ACTIVITY LIST ->
[1] Translate this sentence from the bonobo text into Spanish: "However, this taxonomical misnomer isn't a bonobo's only claim to fame."
[2] Answer these questions using the bonobo text:
(a) What is the scientific name of bonobos?
(b) What are bonobos often called, even though they are not smaller overall?
(c) To which species are humans very closely related?
[3] Reproduce the stretch of the bonobo text from "However, this taxonomical" through "or something similar.".

═══ PROVIDED TEXT ═══

Bonobos (Pan paniscus) are a species of chimp, closely related to their more common cousins, the “chimps” (Pan troglodytes*). The latter are the only species to be referred to as chimpanzees by the general public, despite the fact the term technically applies to the genus Pan and thus both “chimps” and bonobos.
However, this taxonomical misnomer isn’t a bonobo’s only claim to fame. That honour lies with their sexual behaviour, which is famously promiscuous. Indeed, I’d wager most other articles you’ll read about this story start by describing them as “the chimps oversexed cousin” or something similar.
Yet their sexual behaviour is just one small part of what makes bonobos unique. They’re also a lot less aggressive, have a less hierarchical society, are more playful and less politically conniving than regular “chimps”; amongst other things. Physically they’re more gracile than chimps, with a thinner upper body and head; although they are not smaller overall (despite often being referred to as pygmy chimps).
This obviously makes them very interesting to study since if we can uncover what it is that makes P. troglodytes and bonobos so different we may be able to work out the ultimate cause of those behaviours. If we figure out that some genetic change is responsible for their lack of aggression, for example, then perhaps chimpanzee aggression has a genetic basis. That might also have interesting implications for the source of human aggression, since we’re very closely related to both species.

═══ GIVEN INFORMATION ═══

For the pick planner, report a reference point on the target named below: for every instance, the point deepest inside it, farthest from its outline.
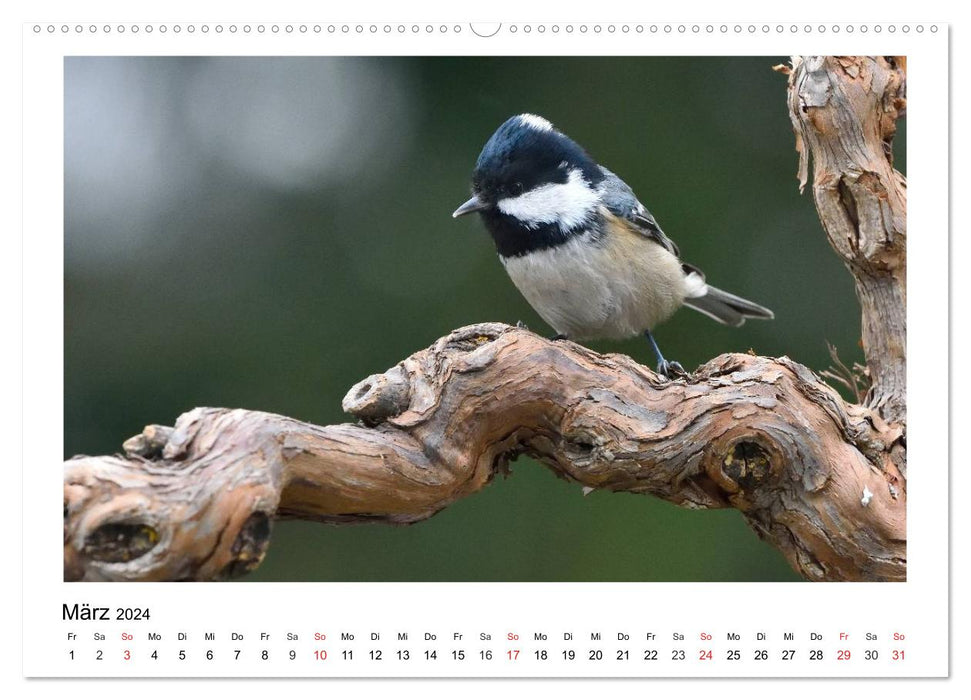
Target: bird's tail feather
(727, 308)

═══

EXPECTED RESPONSES ->
[1] Sin embargo, esta denominación taxonómica errónea no es el único motivo de fama de un bonobo.

[2]
(a) Pan paniscus
(b) Pygmy chimps
(c) Both "chimps" (Pan troglodytes) and bonobos

[3]
However, this taxonomical misnomer isn’t a bonobo’s only claim to fame. That honour lies with their sexual behaviour, which is famously promiscuous. Indeed, I’d wager most other articles you’ll read about this story start by describing them as “the chimps oversexed cousin” or something similar.